◆ The task: Quote every one of the following records line for line, with no changes.

◆ Dataset:
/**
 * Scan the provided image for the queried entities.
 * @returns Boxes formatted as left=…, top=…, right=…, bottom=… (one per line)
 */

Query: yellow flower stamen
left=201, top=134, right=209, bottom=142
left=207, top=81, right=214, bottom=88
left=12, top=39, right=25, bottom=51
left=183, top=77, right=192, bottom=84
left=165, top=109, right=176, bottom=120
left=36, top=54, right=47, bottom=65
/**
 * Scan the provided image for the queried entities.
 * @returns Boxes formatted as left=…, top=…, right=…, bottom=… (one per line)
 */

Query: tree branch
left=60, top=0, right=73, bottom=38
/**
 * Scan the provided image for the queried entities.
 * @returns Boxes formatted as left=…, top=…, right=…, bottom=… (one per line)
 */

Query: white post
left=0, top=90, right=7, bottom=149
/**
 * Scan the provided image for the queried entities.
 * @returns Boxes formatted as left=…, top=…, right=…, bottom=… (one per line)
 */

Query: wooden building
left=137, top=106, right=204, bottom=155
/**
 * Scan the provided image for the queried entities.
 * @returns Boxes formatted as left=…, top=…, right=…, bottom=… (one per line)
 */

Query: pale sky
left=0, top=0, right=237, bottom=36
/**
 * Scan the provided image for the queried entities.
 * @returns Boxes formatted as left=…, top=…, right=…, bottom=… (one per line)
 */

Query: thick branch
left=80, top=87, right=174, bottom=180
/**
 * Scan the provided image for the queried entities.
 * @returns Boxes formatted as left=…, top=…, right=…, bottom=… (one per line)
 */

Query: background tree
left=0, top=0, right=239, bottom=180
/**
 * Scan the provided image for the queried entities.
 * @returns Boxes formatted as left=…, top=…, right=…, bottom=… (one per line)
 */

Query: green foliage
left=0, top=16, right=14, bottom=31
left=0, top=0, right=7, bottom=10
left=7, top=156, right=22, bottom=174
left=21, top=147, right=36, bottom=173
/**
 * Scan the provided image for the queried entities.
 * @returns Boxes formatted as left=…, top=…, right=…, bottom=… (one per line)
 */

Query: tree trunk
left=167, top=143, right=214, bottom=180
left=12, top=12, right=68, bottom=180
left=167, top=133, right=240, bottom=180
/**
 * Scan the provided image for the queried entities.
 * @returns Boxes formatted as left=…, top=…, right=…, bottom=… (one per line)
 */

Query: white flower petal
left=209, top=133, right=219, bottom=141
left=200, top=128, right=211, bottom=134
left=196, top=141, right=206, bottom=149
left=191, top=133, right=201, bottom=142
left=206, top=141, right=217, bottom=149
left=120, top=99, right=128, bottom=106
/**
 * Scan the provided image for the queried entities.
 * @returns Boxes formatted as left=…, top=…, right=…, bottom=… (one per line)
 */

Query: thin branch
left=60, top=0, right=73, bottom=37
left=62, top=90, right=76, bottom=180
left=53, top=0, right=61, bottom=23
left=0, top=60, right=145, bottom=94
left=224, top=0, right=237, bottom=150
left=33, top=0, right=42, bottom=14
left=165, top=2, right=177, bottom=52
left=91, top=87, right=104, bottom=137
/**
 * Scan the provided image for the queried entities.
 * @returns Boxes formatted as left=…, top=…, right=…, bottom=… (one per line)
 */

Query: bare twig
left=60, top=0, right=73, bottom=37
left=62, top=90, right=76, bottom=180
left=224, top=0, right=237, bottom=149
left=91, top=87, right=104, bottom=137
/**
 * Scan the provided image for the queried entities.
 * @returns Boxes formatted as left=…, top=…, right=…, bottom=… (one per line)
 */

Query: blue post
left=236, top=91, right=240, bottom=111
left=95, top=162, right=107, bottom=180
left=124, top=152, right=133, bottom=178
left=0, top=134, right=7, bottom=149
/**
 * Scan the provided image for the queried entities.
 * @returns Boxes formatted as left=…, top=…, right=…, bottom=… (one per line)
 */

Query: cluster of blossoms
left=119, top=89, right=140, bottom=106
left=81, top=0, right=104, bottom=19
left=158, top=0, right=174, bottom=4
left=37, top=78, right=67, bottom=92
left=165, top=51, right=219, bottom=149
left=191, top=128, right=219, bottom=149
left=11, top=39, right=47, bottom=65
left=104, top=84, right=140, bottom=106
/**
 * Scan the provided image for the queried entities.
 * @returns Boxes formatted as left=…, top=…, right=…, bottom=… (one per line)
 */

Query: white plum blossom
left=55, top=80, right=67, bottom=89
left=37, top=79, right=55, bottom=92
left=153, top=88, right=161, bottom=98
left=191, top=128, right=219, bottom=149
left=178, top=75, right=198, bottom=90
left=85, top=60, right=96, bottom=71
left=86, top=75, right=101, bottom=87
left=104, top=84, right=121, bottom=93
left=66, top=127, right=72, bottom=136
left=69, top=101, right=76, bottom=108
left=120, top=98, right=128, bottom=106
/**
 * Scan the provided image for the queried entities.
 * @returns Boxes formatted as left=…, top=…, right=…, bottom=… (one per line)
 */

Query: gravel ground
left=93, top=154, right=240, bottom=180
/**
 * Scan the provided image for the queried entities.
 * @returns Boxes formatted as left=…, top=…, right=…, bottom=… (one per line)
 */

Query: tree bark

◆ Output of the exercise:
/**
 * Scan the provided image for the queried entities.
 * @returns Boxes formatted as left=…, top=…, right=…, bottom=… (one per line)
 */

Query: yellow flower stamen
left=201, top=134, right=209, bottom=142
left=207, top=81, right=214, bottom=88
left=12, top=39, right=25, bottom=51
left=183, top=77, right=192, bottom=84
left=165, top=109, right=176, bottom=120
left=36, top=54, right=47, bottom=65
/**
 * Scan the provided image for the queried entities.
 * @returns Boxes formatted as left=…, top=…, right=…, bottom=… (one per line)
 */

Query: tree branch
left=60, top=0, right=73, bottom=38
/**
 * Scan the provided image for the queried entities.
 * @returns Boxes formatted as left=…, top=…, right=…, bottom=… (one per line)
 */

Query: white post
left=0, top=90, right=7, bottom=149
/**
 * Scan the provided image for the queried entities.
 * @returns Boxes formatted as left=…, top=…, right=…, bottom=… (one per line)
 */

Query: wooden building
left=137, top=106, right=204, bottom=155
/**
 * Scan the provided image for the queried entities.
 * @returns Boxes formatted as left=…, top=…, right=…, bottom=… (one per line)
 */

Query: pale sky
left=0, top=0, right=237, bottom=36
/**
 * Scan the provided image for the queried entities.
 * @returns Boxes formatted as left=…, top=…, right=…, bottom=… (one per line)
 */

Query: thick branch
left=80, top=87, right=174, bottom=180
/**
 * Scan the provided image for the queried entities.
 * @returns Boxes formatted as left=…, top=…, right=…, bottom=… (one per line)
 */

Query: background tree
left=0, top=0, right=239, bottom=180
/**
 * Scan the provided image for the queried entities.
 * @returns Boxes formatted as left=…, top=…, right=…, bottom=… (one per line)
 */

Query: green foliage
left=0, top=16, right=14, bottom=31
left=0, top=0, right=7, bottom=10
left=7, top=156, right=22, bottom=174
left=21, top=147, right=36, bottom=173
/**
 * Scan the provided image for the queried entities.
 * @returns Boxes formatted as left=…, top=…, right=…, bottom=… (one per line)
 */

Query: tree trunk
left=167, top=143, right=214, bottom=180
left=12, top=12, right=68, bottom=180
left=167, top=133, right=240, bottom=180
/**
 * Scan the provided image for the queried entities.
 * @returns Boxes formatted as left=…, top=…, right=…, bottom=… (one per line)
 */

Query: white flower petal
left=209, top=133, right=219, bottom=141
left=200, top=128, right=211, bottom=134
left=196, top=141, right=206, bottom=149
left=191, top=133, right=201, bottom=142
left=206, top=141, right=217, bottom=149
left=120, top=99, right=128, bottom=106
/**
 * Scan the provided image for the queried entities.
 * @returns Boxes formatted as left=…, top=…, right=…, bottom=… (one per line)
 */

Query: thin branch
left=60, top=0, right=73, bottom=37
left=62, top=90, right=76, bottom=180
left=53, top=0, right=61, bottom=23
left=0, top=60, right=145, bottom=94
left=224, top=0, right=237, bottom=150
left=33, top=0, right=42, bottom=14
left=165, top=2, right=177, bottom=52
left=91, top=87, right=104, bottom=137
/**
 * Scan the provided image for the queried entities.
 * @returns Boxes formatted as left=…, top=…, right=…, bottom=… (one per line)
 */

Query: bare twig
left=60, top=0, right=73, bottom=37
left=62, top=90, right=76, bottom=180
left=224, top=0, right=237, bottom=149
left=91, top=87, right=104, bottom=137
/**
 * Scan the provided image for the queried entities.
 * @returns Boxes formatted as left=…, top=…, right=…, bottom=… (one per line)
 */

Query: blue post
left=236, top=91, right=240, bottom=111
left=95, top=162, right=107, bottom=180
left=124, top=152, right=133, bottom=178
left=0, top=134, right=7, bottom=149
/**
 * Scan the provided image for the queried entities.
 * @returns Boxes formatted as left=…, top=…, right=…, bottom=… (one per line)
 */

Query: cluster of blossoms
left=119, top=89, right=140, bottom=106
left=81, top=0, right=104, bottom=19
left=158, top=0, right=174, bottom=4
left=37, top=78, right=67, bottom=92
left=165, top=51, right=219, bottom=149
left=191, top=128, right=219, bottom=149
left=11, top=39, right=47, bottom=65
left=104, top=84, right=140, bottom=106
/**
 * Scan the provided image for the queried entities.
 * @returns Boxes formatted as left=…, top=…, right=…, bottom=… (one per line)
 */

Query: white plum blossom
left=55, top=80, right=67, bottom=89
left=37, top=79, right=55, bottom=92
left=153, top=88, right=161, bottom=98
left=191, top=128, right=219, bottom=149
left=178, top=75, right=198, bottom=90
left=85, top=60, right=96, bottom=71
left=86, top=75, right=101, bottom=87
left=104, top=84, right=121, bottom=93
left=66, top=127, right=72, bottom=136
left=69, top=101, right=76, bottom=108
left=120, top=98, right=128, bottom=106
/**
 * Scan the provided image for the queried entities.
 * @returns Boxes formatted as left=…, top=…, right=…, bottom=… (one per line)
 */

Query: gravel ground
left=93, top=154, right=240, bottom=180
/**
 * Scan the provided image for the queried entities.
 * @returns Boxes formatted as left=…, top=…, right=…, bottom=… (one per line)
 */

Query: tree bark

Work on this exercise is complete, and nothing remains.